(Image point grounding data)
# # # #
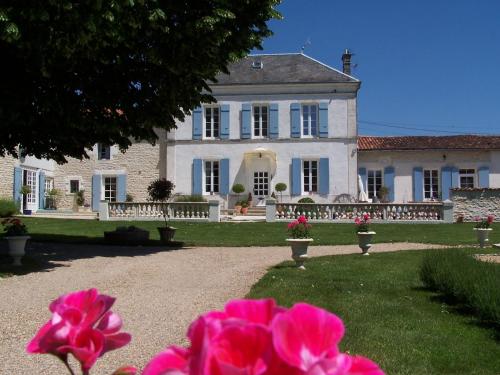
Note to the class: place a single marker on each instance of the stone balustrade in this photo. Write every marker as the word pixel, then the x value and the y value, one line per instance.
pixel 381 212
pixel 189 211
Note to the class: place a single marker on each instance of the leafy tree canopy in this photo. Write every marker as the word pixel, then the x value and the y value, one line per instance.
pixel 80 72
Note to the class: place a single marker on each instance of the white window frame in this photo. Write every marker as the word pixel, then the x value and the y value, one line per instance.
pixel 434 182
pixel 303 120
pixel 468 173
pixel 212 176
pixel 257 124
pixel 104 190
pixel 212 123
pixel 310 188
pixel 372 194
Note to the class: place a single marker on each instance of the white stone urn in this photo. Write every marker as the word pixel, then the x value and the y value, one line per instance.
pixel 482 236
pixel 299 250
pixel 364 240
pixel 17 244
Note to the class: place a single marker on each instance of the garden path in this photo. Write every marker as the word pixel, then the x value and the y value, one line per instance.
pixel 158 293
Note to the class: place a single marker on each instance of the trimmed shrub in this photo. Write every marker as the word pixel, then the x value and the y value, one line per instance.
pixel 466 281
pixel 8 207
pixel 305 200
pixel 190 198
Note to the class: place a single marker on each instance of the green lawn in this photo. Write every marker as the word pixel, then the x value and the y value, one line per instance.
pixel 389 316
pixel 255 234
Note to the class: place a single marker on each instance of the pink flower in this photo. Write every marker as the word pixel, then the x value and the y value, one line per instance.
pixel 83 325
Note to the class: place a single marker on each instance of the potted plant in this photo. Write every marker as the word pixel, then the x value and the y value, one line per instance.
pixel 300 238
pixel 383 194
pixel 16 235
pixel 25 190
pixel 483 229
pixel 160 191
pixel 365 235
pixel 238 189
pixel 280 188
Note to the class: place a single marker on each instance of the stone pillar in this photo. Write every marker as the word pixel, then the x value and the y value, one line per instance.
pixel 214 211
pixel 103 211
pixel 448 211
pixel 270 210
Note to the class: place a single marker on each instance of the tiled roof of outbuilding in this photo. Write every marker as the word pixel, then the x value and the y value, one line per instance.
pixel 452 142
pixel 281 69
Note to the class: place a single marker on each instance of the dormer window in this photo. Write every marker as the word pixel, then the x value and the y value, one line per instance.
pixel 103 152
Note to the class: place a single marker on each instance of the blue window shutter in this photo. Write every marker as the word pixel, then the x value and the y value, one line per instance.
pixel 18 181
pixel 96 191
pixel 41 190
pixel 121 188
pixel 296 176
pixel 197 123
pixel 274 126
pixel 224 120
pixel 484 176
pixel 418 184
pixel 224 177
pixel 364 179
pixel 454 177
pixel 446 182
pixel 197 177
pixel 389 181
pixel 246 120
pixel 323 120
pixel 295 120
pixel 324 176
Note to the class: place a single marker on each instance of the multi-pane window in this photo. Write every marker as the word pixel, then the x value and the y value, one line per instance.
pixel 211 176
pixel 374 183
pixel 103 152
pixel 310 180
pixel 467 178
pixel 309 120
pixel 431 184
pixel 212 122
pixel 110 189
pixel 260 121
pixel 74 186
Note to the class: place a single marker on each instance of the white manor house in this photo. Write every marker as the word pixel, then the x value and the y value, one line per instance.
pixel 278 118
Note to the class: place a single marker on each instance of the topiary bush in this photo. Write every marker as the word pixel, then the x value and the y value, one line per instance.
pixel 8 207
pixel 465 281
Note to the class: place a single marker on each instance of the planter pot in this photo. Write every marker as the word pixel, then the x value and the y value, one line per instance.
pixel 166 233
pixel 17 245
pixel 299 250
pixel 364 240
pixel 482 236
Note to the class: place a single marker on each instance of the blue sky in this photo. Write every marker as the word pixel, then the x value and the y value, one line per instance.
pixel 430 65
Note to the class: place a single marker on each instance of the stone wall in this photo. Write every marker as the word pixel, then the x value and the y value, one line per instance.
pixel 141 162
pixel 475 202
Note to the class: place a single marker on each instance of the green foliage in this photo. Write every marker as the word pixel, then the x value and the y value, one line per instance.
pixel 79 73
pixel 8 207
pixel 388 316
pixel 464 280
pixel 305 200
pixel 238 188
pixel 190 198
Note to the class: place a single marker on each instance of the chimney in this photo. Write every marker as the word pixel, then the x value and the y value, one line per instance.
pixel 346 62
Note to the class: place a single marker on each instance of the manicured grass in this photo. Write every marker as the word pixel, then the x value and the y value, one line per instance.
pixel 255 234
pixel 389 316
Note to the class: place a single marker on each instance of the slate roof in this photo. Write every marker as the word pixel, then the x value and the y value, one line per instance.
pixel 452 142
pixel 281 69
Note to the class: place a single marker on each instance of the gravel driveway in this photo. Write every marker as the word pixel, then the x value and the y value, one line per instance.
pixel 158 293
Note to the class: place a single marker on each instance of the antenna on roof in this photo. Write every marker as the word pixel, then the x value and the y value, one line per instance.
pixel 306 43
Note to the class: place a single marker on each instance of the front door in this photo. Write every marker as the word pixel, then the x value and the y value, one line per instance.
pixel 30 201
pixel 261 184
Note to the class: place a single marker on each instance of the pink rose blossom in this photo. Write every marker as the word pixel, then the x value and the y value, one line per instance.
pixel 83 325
# # # #
**THE PROBLEM**
Omit every picture, then repeat the remaining data exactly as it appears above.

**TASK RESPONSE**
Note to the class: place a single marker on each instance of the stone balustrade in this photo. Write every marker as the word pixel, then the x value and the y value, one line per instance.
pixel 381 212
pixel 189 211
Note to the class: place a single marker on each instance of the leafy tree canopy in this photo. Write every marker as the word pixel, then the x value and the y value, one line per instance.
pixel 80 72
Note to the class: place a single marker on each instance of the white window frame in this photo. Write every marker as the word pixel, then the x value and the y value, one line per instance.
pixel 434 182
pixel 303 120
pixel 468 173
pixel 212 176
pixel 257 124
pixel 104 190
pixel 212 123
pixel 310 188
pixel 372 194
Note to the class: place a single marker on each instance of the white stone urn in this photo. Write every marker as the word pixel, then the x value and the y value, one line per instance.
pixel 482 236
pixel 299 250
pixel 364 240
pixel 17 244
Note to the class: place a single marker on each instance of the garden path in this photo. Write every marker as the word pixel, then the x value and the y value, one line per instance.
pixel 158 293
Note to the class: place a single marker on each instance of the trimmed shrub in this photo. Write every marker as the word pixel, then the x value and the y value, one line per instance.
pixel 466 281
pixel 8 207
pixel 305 200
pixel 190 198
Note to the class: place a single marker on each instance of the green lawn in this photo. Write every marker as the word pixel, then the x value and the y value, one line per instance.
pixel 389 316
pixel 255 234
Note to the class: place a single marker on each instance of the pink flower in this photo. Write every marker as the word pixel, then the x value and the y value, one line per instance.
pixel 83 325
Note to the class: place a single marker on each instance of the potted plant in this photo. Write every marker as the word pixel, then the x value and the y value, one line per instance.
pixel 300 238
pixel 383 194
pixel 16 235
pixel 25 190
pixel 483 229
pixel 160 191
pixel 365 235
pixel 238 189
pixel 280 188
Note to the class: place a single marker on each instance of the stone pillar in this photo. Write every marker as the word pixel, then the x value and the y value, one line per instance.
pixel 214 211
pixel 103 211
pixel 448 211
pixel 270 210
Note to the class: place a single marker on each instance of the tiled roof of outbuilding in this photo. Write every marker as the word pixel, then the x value and the y value, one line per instance.
pixel 452 142
pixel 281 69
Note to the class: place a single marker on each instance of the dormer window in this photo. Write every marker as the word pixel, then the x value and the y value, one line per instance.
pixel 103 152
Note to the class: place a single marker on each instance of the blue window shutter in this photo. Write every marker as the word pixel, then the x value and the y value, one line per instance.
pixel 18 181
pixel 96 191
pixel 41 190
pixel 121 188
pixel 296 176
pixel 197 123
pixel 274 126
pixel 224 120
pixel 484 176
pixel 418 184
pixel 224 177
pixel 364 179
pixel 454 177
pixel 446 182
pixel 197 177
pixel 389 181
pixel 246 120
pixel 323 120
pixel 295 120
pixel 324 176
Note to the class: place a single marker on each instance of the multi-pane window in this photo. Write every marker as the word pixel, then the x value and the y value, one line per instance.
pixel 211 176
pixel 374 183
pixel 103 152
pixel 310 180
pixel 467 178
pixel 309 120
pixel 431 184
pixel 212 122
pixel 110 189
pixel 260 121
pixel 74 186
Note to the class: place a single marker on each instance of the white manor house in this photo. Write every marker as the word pixel, then the x value and the y value, one line per instance.
pixel 278 118
Note to the class: place a single marker on each instance of the topiary bush in this photo. Write every marker as the word pixel, then the x value and the y value, one line per instance.
pixel 8 207
pixel 465 281
Note to the class: place a single marker on each instance of the planter pot in this photo. Write every marker as the word pixel, then the x value and the y value, one line per instance.
pixel 166 233
pixel 17 245
pixel 299 250
pixel 364 240
pixel 482 236
Note to the class: place a single marker on each instance of the blue sky in this photo. Write every marker as the word pixel, then the x value and the y value, one line per instance.
pixel 430 65
Note to the class: place a single marker on each instance of the stone wall in this photo. Write every marker as the word pixel, then the x value and the y value, one line per instance.
pixel 141 162
pixel 475 202
Note to the class: place a single marker on each instance of the green foliage in this photo. Write every marker as the word pixel, then the x value and the y value, one line per instance.
pixel 79 73
pixel 8 207
pixel 388 316
pixel 464 280
pixel 305 200
pixel 238 188
pixel 190 198
Note to the class: place a single marker on each instance of the chimney in this photo. Write every marker as the word pixel, then the x value and the y value, one line per instance.
pixel 346 62
Note to the class: place a single marker on each instance of the manicured grass in this photo. Write every marker as the word pixel, then the x value and the y value, one line per instance.
pixel 255 234
pixel 389 316
Note to the class: place a single marker on each instance of the slate roof in this photo. Write every marker as the word pixel, then the x value and the y value, one line per instance.
pixel 452 142
pixel 281 69
Note to the class: place a single marker on each instance of the gravel driveway in this photo. Write every marker as the word pixel, then the x value and the y value, one line per instance.
pixel 158 293
Note to the class: place a single marker on each instance of the antenna on roof in this photo. Write every marker as the word pixel, then the x value and the y value, one line per instance.
pixel 306 43
Note to the class: place a single marker on each instance of the front door in this photo. Write every marker as the word pixel, then the x value and the y value, one line per instance.
pixel 30 201
pixel 261 184
Note to the class: place a single marker on each instance of the pink rose blossom in this photo. Write every marker as the word pixel, then the x value and the y value, one line per instance.
pixel 83 325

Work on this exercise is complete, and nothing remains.